REQUIRED ACTIONS —
(1) Please answer these questions about the court opinion:
(a) On what date was the opinion issued?
(b) How much was Johnson to pay the decedent for transporting him and his family?
(c) On what date were the suits filed?
(2) Collect every line of the entries that contains the word "positive", where case counts.

=== PASSAGE PROVIDED ===

Supreme Court of Arizona

June 14, 1937

WILL McCLURE, Administrator of the Estate of RALPH GILLILAND, Deceased, Appellant,
v.
ZELLA V. JOHNSON, by P.J. WHITE, Her Guardian Ad Litem, Appellee (3803); WILL McCLURE, Administrator of the Estate of RALPH GILLILAND, Deceased, Appellant,
v.
ALICE LEE JOHNSON, by P.J. WHITE, Her Guardian Ad Litem, Appellee (3804); WILL McCLURE, Administrator of the Estate of RALPH GILLILAND, Deceased, Appellant,
v.
ORVILLE JOHNSON and MARGUERITE JOHNSON, Husband and Wife, Appellees (3805). (Consolidated.)

APPEAL from a judgment of the Superior Court of the County of Maricopa. M. T. Phelps, Judge. Judgment reversed and cause remanded with instructions.

Messrs. Sloan, Scott & Green, for Appellant.

Messrs. Cox & Moore, for Appellees.

OPINION

Page 574

[50 Ariz. 78] LOCKWOOD, J.

These cases arose out of an automobile accident which occurred near Phoenix, Arizona, on February 20, 1935. The actions were consolidated and tried to a jury in the superior court, which returned three separate verdicts in favor of the various plaintiffs. Since the facts and the legal issues involved are the same in all of the cases, except as to the damages allowed for the injuries to the respective plaintiffs, we shall discuss the three cases as though they were one.

The facts of the case, taken as strongly in support of the verdict as the evidence reasonably justifies, [50 Ariz. 79] may be stated as follows: Prior to February 16, 1935, Ralph Gilliland, hereinafter called decedent, who was then a resident of southwestern Missouri, decided to remove with his family to California. Orville Johnson, one of the plaintiffs herein and a friend of decedent of several years standing, learned of this fact and entered into an agreement with decedent whereby he, in consideration of $20 to be paid by Johnson, agreed to transport the latter and his family from Missouri to California in decedent's automobile. The two families left Missouri on February 16th in decedent's

Page 575

car. Those constituting the party were decedent, his wife, and three minor children, and Johnson, his wife, and their two minor children. The party arrived in Phoenix the night of February 19th, and remaining there overnight, arose early in the morning of the 20th and resumed their journey to California, via the Wickenburg highway. Decedent and Johnson had alternated in driving the car during the trip, but from Phoenix up to the time of the accident it was driven by decedent. Somewhere between Marinette and Mountain View Service Station, a short distance south of Wickenburg, the car driven by decedent came into a collision with a truck, as a result of which decedent was so seriously injured that he died a few minutes after the wreck, while all of the other passengers received more or less serious injury. These suits were filed on September 27, 1935. The material allegations of the complaint in case No. 42413, which is substantially similar to the complaints in the other cases except so far as the extent of the injury complained of is concerned, read as follows:

"II That heretofore, to-wit, On or about the 15th day of February, 1935, defendant's decedent Ralph Gilliland was the owner of a certain Chrysler sedan automobile motor #R-258195, and on or about said February 15, 1935, in the City of Republic, in Green [50 Ariz. 80] County, Missouri, the defendant's decedent Ralph Gilliland entered into an oral agreement with the plaintiff herein through her father and mother, wherein and whereby for a valuable consideration the defendant's decedent Ralph Gilliland agreed to safely transport and carry the plaintiff from the said town of Republic, Green County, Missouri, to the town of Anaheim, in the State of California.

=== DATASET RECORDS ===

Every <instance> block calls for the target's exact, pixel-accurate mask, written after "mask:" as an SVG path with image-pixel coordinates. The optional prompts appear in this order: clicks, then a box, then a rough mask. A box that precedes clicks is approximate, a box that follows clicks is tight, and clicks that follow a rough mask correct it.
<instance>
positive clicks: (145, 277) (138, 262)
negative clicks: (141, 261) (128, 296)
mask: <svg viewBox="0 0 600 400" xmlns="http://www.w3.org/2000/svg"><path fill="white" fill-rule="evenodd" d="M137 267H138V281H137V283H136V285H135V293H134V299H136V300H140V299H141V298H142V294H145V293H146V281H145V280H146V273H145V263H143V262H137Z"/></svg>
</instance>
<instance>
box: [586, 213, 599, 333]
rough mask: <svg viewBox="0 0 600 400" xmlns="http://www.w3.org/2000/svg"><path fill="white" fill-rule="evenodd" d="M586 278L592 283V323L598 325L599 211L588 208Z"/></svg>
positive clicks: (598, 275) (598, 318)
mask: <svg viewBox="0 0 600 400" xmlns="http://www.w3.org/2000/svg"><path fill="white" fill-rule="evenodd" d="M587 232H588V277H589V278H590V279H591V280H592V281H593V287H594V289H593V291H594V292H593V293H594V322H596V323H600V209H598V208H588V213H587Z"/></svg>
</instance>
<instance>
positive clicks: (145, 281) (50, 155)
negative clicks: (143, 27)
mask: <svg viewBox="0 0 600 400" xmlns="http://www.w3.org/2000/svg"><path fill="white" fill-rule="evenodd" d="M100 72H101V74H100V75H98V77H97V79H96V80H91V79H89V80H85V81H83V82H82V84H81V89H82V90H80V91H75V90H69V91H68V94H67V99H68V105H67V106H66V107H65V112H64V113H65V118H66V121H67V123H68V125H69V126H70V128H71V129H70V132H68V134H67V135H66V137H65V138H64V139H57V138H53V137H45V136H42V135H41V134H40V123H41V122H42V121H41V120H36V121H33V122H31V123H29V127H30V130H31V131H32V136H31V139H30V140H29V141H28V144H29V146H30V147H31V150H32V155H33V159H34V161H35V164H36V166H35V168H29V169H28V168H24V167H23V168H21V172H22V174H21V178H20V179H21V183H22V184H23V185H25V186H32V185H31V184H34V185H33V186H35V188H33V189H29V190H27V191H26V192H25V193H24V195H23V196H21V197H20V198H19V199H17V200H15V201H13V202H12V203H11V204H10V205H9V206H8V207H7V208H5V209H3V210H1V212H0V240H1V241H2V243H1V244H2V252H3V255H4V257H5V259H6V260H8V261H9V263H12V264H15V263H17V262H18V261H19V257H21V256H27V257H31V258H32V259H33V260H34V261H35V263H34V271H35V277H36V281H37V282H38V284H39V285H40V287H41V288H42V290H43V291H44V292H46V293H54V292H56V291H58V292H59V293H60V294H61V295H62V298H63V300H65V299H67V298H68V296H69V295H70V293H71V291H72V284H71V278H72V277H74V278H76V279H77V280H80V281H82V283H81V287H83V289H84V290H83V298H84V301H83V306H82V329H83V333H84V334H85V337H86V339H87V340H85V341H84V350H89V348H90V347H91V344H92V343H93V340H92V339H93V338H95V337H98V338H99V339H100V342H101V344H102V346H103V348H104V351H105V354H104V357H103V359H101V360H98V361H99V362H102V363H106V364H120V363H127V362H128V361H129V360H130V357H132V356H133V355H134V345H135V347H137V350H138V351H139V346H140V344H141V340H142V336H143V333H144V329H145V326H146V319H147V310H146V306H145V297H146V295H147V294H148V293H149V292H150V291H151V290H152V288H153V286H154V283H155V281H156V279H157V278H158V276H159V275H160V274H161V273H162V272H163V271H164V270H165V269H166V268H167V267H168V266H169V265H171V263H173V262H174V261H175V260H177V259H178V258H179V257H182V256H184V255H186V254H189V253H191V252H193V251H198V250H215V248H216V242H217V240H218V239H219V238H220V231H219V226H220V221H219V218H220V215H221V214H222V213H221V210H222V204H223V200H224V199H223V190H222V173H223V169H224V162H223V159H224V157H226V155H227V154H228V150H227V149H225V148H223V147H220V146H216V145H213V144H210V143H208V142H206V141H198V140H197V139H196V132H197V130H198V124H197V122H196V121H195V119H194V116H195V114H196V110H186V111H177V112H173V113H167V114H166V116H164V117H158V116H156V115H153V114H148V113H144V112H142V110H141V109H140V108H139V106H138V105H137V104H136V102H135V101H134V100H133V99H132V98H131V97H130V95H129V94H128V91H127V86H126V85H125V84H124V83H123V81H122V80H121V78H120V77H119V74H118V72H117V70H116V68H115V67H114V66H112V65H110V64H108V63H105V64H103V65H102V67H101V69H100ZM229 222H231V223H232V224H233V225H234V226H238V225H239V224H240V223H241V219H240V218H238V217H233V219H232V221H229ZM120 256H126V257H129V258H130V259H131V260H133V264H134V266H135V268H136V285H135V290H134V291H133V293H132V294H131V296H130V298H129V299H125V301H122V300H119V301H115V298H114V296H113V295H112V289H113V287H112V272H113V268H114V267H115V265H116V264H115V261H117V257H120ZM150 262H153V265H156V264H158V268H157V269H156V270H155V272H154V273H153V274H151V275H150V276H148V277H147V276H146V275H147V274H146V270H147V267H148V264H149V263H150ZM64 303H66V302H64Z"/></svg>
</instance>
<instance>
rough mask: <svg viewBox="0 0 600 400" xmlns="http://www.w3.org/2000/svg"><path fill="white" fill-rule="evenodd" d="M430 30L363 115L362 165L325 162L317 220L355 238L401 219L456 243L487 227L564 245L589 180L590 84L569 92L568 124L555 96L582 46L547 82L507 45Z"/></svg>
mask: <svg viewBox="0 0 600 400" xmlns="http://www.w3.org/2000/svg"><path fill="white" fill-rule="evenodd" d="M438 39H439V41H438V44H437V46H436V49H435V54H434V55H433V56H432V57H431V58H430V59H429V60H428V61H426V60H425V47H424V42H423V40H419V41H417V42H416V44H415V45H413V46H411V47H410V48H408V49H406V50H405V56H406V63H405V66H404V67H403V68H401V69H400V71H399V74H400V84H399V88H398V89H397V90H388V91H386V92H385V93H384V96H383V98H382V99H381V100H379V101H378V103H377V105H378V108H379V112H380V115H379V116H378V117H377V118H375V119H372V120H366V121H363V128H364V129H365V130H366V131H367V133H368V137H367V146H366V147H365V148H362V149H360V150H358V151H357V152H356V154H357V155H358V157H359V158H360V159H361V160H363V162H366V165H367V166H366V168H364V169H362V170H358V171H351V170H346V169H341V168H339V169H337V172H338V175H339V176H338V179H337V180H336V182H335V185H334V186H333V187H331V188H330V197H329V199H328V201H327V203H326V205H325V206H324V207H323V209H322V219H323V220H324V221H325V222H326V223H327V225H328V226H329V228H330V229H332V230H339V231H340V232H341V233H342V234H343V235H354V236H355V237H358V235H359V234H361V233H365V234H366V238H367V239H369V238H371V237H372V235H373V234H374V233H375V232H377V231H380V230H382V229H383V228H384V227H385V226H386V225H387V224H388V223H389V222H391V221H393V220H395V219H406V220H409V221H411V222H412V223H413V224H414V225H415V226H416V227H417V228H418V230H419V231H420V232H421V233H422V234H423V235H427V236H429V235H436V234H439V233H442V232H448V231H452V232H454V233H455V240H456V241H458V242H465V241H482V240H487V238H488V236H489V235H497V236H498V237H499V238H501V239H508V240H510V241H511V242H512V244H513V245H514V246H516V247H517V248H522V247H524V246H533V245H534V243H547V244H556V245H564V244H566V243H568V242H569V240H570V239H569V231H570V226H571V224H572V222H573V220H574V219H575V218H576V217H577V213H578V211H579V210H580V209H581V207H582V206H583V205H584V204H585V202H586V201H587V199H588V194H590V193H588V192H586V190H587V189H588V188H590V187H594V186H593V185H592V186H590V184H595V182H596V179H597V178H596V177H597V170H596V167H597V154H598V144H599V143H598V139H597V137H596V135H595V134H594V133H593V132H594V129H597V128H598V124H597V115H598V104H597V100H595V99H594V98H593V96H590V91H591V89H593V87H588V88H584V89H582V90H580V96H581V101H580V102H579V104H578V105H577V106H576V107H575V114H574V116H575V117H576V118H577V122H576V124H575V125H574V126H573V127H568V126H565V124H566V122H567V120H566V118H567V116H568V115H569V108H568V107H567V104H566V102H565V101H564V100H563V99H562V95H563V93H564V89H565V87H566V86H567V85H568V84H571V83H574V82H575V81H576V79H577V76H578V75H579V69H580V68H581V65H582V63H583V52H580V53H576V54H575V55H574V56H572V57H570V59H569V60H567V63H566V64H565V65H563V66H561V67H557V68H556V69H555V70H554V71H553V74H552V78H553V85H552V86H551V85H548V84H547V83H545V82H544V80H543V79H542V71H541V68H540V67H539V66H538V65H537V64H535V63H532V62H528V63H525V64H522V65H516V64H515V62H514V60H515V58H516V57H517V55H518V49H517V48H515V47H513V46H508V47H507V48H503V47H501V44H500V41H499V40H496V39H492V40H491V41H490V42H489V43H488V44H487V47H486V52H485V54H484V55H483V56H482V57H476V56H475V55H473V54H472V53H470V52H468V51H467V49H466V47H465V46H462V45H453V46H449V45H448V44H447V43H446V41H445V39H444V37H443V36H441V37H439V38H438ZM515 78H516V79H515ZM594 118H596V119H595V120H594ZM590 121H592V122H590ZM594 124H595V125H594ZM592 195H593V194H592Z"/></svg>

===

TASK-BY-TASK RESULTS —
(1)
(a) June 14, 1937
(b) $20
(c) September 27, 1935

(2)
positive clicks: (145, 277) (138, 262)
positive clicks: (598, 275) (598, 318)
positive clicks: (145, 281) (50, 155)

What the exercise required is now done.